===== SUPPLIED RECORDS

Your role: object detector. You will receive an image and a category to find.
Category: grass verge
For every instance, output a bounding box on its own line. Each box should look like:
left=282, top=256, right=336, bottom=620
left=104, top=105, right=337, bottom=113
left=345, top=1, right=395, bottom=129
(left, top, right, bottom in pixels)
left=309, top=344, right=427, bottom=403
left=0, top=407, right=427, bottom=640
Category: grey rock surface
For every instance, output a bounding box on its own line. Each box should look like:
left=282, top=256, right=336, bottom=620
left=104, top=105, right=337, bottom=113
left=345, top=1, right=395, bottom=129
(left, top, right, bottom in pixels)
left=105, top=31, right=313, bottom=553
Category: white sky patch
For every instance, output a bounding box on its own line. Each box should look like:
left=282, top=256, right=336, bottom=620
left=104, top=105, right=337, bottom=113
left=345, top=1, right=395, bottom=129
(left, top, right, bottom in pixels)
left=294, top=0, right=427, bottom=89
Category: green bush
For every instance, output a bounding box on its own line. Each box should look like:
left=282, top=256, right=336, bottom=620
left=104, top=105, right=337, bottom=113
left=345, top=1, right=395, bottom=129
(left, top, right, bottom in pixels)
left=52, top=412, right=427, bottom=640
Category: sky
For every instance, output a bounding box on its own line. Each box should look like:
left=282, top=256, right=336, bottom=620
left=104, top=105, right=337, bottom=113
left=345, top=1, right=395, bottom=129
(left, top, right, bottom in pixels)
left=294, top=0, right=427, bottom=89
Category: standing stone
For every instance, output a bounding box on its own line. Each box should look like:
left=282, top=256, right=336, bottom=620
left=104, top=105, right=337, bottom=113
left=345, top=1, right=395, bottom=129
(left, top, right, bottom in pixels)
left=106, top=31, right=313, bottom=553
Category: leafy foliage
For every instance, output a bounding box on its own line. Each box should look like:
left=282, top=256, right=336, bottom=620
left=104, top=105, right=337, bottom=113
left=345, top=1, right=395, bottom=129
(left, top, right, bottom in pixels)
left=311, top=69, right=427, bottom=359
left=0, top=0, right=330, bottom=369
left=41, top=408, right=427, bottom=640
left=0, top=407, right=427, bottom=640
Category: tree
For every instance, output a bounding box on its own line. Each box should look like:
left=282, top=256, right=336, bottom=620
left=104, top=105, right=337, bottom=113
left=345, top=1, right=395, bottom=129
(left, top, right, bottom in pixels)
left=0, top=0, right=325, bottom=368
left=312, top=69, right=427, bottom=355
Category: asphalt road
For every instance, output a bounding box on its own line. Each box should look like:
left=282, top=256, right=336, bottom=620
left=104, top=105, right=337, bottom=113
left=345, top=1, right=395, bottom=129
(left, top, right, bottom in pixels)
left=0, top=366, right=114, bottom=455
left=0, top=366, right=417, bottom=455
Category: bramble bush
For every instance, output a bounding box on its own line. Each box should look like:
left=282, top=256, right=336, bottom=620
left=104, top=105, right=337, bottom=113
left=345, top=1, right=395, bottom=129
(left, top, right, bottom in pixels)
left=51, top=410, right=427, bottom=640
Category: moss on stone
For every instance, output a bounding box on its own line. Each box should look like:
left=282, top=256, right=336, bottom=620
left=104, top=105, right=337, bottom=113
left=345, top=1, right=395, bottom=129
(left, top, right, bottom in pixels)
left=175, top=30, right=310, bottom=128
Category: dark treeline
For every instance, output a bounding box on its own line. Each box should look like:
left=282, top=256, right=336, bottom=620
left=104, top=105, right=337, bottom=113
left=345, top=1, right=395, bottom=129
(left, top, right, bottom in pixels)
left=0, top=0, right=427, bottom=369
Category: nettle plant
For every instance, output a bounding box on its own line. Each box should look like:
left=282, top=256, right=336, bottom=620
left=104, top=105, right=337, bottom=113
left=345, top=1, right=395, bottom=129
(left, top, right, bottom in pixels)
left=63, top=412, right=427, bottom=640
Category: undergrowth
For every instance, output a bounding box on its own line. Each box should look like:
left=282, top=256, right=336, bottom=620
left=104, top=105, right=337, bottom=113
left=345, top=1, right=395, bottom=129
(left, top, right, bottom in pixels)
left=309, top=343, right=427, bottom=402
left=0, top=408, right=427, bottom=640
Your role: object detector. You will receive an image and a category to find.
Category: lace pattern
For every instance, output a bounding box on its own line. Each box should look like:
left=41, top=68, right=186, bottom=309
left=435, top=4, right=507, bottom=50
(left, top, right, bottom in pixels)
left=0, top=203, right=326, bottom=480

==========

# TASK BRIEF:
Reproduce the lines from the one containing "Category: nettle plant" up to and including the one containing "left=63, top=412, right=427, bottom=640", keeping them identical.

# EXERCISE OUTPUT:
Category: nettle plant
For every instance, output a bounding box on its own line. Each box should look like:
left=282, top=256, right=336, bottom=620
left=104, top=105, right=337, bottom=113
left=345, top=1, right=395, bottom=129
(left, top, right, bottom in pixels)
left=63, top=412, right=427, bottom=640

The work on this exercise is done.